§ Requirement
Copy out every item below word for word, leaving out the pictures.

======== Material to process ========

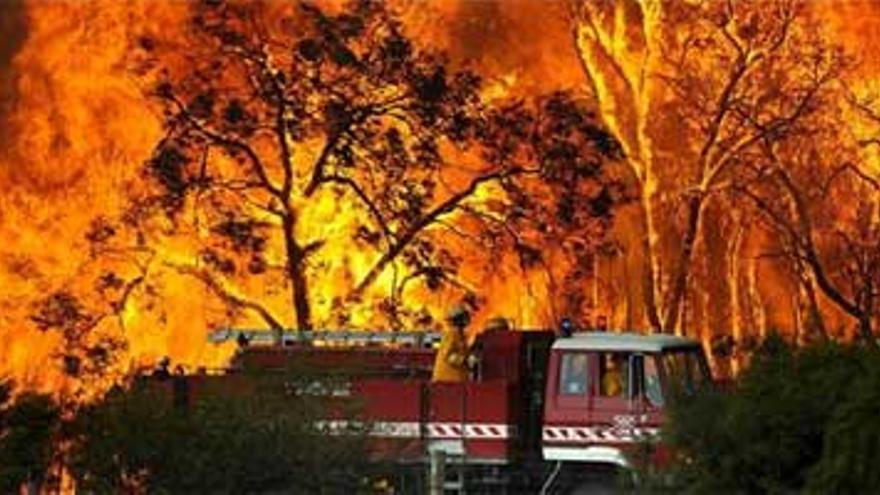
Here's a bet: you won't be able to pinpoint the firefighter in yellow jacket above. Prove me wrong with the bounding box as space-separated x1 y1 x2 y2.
431 306 476 382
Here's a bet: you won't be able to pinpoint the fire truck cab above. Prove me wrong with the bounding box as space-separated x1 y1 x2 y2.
541 332 710 467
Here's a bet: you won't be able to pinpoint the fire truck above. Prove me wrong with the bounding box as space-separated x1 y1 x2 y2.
175 329 711 493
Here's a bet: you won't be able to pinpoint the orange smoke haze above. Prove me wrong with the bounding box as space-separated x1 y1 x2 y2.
0 0 880 396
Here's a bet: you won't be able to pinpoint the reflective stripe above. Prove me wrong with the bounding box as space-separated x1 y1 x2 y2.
315 420 515 440
542 426 660 443
427 423 513 440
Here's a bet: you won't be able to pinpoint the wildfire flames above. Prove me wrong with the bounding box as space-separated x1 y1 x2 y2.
0 0 880 391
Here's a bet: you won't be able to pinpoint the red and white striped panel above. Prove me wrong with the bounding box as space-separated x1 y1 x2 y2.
427 423 513 440
316 420 514 440
542 426 659 444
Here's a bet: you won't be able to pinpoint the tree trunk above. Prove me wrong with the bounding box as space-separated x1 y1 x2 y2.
662 195 704 332
727 219 746 376
639 190 663 331
282 211 312 330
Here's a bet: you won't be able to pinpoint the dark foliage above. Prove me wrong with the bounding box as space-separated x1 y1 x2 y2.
652 336 880 493
0 381 61 493
69 378 368 493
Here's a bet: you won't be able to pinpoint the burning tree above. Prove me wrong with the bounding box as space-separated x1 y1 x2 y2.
79 1 620 336
574 0 844 339
740 89 880 341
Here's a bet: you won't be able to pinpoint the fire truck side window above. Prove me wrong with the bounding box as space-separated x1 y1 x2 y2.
643 356 663 407
559 352 588 395
663 350 708 394
599 352 629 397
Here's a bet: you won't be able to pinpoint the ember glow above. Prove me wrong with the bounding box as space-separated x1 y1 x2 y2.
0 0 880 396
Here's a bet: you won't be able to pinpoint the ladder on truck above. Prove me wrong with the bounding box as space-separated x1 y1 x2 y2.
208 328 441 348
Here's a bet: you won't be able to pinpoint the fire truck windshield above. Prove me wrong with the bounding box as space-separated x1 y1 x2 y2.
661 348 710 394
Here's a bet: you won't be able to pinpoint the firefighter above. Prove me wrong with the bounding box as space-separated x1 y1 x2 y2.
431 306 477 382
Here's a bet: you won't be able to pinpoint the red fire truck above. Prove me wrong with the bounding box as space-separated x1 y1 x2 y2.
177 330 710 493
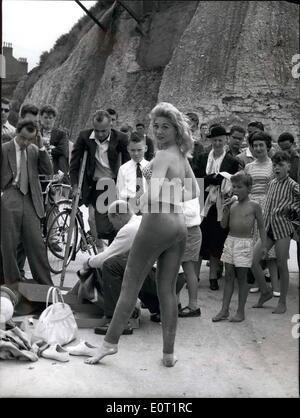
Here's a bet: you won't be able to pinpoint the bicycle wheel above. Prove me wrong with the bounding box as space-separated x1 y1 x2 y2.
44 199 72 236
46 209 78 274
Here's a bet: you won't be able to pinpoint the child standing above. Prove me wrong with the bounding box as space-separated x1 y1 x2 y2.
252 151 300 314
212 172 266 322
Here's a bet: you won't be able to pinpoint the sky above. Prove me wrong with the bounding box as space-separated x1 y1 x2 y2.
2 0 97 71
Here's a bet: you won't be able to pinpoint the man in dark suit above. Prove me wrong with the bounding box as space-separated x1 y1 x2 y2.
40 105 70 184
70 110 130 242
135 122 154 161
1 119 53 285
193 125 239 290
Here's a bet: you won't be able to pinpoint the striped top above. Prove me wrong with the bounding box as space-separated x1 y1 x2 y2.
244 158 273 198
264 177 300 240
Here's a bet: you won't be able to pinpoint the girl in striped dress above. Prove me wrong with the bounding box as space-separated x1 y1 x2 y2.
245 132 279 296
252 151 300 314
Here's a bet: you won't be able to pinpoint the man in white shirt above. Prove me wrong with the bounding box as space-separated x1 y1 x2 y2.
117 134 149 213
1 97 16 144
1 120 53 285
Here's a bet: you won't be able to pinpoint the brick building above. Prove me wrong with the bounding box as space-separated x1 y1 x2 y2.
1 42 28 99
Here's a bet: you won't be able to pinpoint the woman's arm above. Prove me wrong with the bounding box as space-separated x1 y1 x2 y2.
140 150 172 209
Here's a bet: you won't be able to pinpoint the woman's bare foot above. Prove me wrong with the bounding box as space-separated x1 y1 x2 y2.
163 353 177 367
84 341 118 364
272 303 286 314
212 311 229 322
229 312 245 322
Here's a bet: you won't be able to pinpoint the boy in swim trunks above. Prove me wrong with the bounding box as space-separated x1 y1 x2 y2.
212 171 266 322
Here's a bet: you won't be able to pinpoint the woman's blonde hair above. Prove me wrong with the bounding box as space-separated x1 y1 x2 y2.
150 102 193 155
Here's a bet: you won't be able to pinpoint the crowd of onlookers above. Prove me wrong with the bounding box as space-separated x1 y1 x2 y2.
1 98 300 328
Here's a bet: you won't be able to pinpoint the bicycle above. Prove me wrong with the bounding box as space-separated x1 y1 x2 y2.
46 202 98 274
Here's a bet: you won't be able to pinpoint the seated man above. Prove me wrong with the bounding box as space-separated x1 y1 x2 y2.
79 200 185 334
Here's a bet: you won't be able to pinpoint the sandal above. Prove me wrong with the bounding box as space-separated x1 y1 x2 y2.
178 306 201 318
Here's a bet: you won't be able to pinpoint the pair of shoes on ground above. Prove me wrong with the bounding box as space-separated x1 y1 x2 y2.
94 322 133 335
249 287 260 293
150 313 161 323
41 344 70 362
209 279 219 290
66 340 98 357
178 306 201 318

========

§ Answer in full
Here's a bet: you won't be able to pinpoint the firefighter in yellow jacket above. Prove me wrong with the bounding box as space-separated x1 y1 x2 y2.
431 306 476 382
Here's a bet: you won't be able to pinpoint the fire truck cab above. Prove me wrong with the bounding box as space-separated x1 y1 x2 y2.
541 332 710 467
Here's a bet: you won't be able to pinpoint the fire truck above. Prove me wrong with the bounding box as space-separated x1 y1 x2 y2.
175 329 711 493
Here's a bet: you won't be able to pinpoint the orange smoke haze above. Prove me wrong with the bounding box as space-separated x1 y1 x2 y2.
0 0 880 396
Here's a bet: you won't be able to pinpoint the reflective stripe above. Prove me wrong with the bounding box as space-separated x1 y1 x2 y2.
315 420 515 440
542 426 660 443
427 423 513 440
Here's a bet: you won't be able to pinpoint the wildfire flames above. Prove me wrong with the bounding box as space-separated x1 y1 x2 y2.
0 0 880 391
Here's a bet: you won't be able to pinpoint the red and white striped panel above. Prove me wrong with the bounding box as space-separated x1 y1 x2 y2.
427 423 513 440
316 420 514 440
542 426 659 444
Here's a bet: you won't be able to pinpoint the tree trunk above. Prove me wrong with the bounding box as space-separated x1 y1 x2 y2.
662 195 704 332
727 219 746 376
639 190 663 331
282 211 312 330
Here's a bet: you won't be able to pinpoint the dark foliage above. Prove me wrong with the bounding box as space-separated x1 y1 x2 y2.
652 336 880 493
0 381 61 493
69 378 368 493
Here's a bet: you won't be able to pinpoint the burning tree above. Prove me wrong with the bounding box as space-separated x1 y1 x2 y2.
79 1 620 336
574 0 844 339
740 89 880 341
Here's a bet: you won't be able to pinpoint the fire truck side window above. Prove me wrong with the bounding box as space-separated x1 y1 x2 y2.
643 356 663 407
559 352 588 395
663 350 708 394
599 352 629 397
Here's a bet: you won't be able to pinpoint the ember glow above. Prove me wrong with the bounding box as space-separated x1 y1 x2 y2.
0 0 880 396
Here's a bet: you won't be able to pinpoint the ladder on truck above. Prove me wrong with the bounding box as space-separated x1 y1 x2 y2.
208 328 441 348
Here's a bet: you won't be able to pinpoint the fire truck windshield above. Prove me wrong with the bounding box as space-separated x1 y1 x2 y2.
661 348 710 394
Here's a bet: you won't be able to pinpoint the firefighter above. Prove me wrong with the bounding box as space-separated x1 y1 x2 y2.
431 306 477 382
Here's a bet: you won't be able to pinpoint the red fire truck above. Prove me wrong with the bounding box as space-separated x1 y1 x2 y2.
177 330 710 493
Here's a bet: you won't be able to pinpoint the bicycle wheel above. Prove me wrong with the bounding box as space-separated x1 y1 x2 y2.
44 199 72 236
46 209 78 274
Here's a bet: you won't be able to pinpoint the child standing above. Prove me wrong with the bounding box as space-separated x1 y1 x2 y2.
252 151 300 314
212 172 266 322
Here's a bet: you won't be able to pinpoint the sky above. Prove me wrong with the bounding box as space-separated x1 y1 x2 y2.
2 0 97 71
Here's a bet: you won't be able to pinpoint the man in dark suit above. Prove me wrong with the bounding box as space-separated x1 y1 x2 y2.
40 105 70 184
70 110 130 242
135 122 154 161
1 119 53 285
193 125 239 290
Here's a bet: you won't be able to pinpoint the striped top above. Prove me wrong with the bounding box as space-separated x1 y1 x2 y2.
244 158 273 198
264 177 300 240
Here's a bet: you won't be able to pinpoint the girl in striped dress above. Prove me wrong with the bounding box as space-separated x1 y1 x2 y2.
245 132 279 296
252 151 300 314
Here's a bet: you won't be able to pinpoint the man in white shirt above. Prove me wrong with the bounding box as space-separated x1 y1 x2 y2.
117 134 149 213
1 97 16 144
1 120 53 285
Here's a bet: you won't be able to pinpoint the brick building above. Prove me wrong with the bounding box as space-separated x1 y1 x2 y2.
1 42 28 99
Here's a bet: you won't be able to pinpoint the woman's arm above. Prove me wrong with the bounding box as space-separated x1 y1 x2 y2.
140 150 172 209
Here's a bet: you won't be able to pinpoint the woman's bare foot above. Prove me wrong with the bounding box as space-separated x1 y1 x2 y2.
163 353 177 367
84 341 118 364
272 303 286 314
212 311 229 322
229 312 245 322
Here's a bet: you won't be able to pinpoint the boy in swim trunks above. Prove me wrong with the bounding box as space-separated x1 y1 x2 y2.
212 171 266 322
Here's a bet: you won't be able to pinpoint the woman's blonde hair above. Prove me wrong with the bounding box as space-separated x1 y1 x2 y2.
150 102 193 155
Here's a bet: you won't be able to pinpoint the crowd of onlookers above. Prove me wrong with the bounding box as space-separated x1 y1 x2 y2.
1 98 300 328
Here's a bet: you won't be able to pinpoint the bicycle above. Prove me wrong with the bounding box as space-separated x1 y1 x2 y2.
46 202 98 274
Here's a bet: you won't be able to pinpoint the seated man above. Prove me wrong with the bounding box as space-separated x1 y1 x2 y2.
79 200 185 334
Here's a bet: you won't be able to pinpoint the sandal above. Prove me wrong with the bounding box as space-separated x1 y1 x2 y2.
178 306 201 318
Here's a bet: you won't be able to pinpoint the pair of shoes on ground above. Prove me wrong with the bounding box as space-separated x1 y1 x2 y2.
94 322 133 335
249 287 260 293
150 313 161 323
41 344 70 362
209 279 219 290
66 340 98 357
178 306 201 318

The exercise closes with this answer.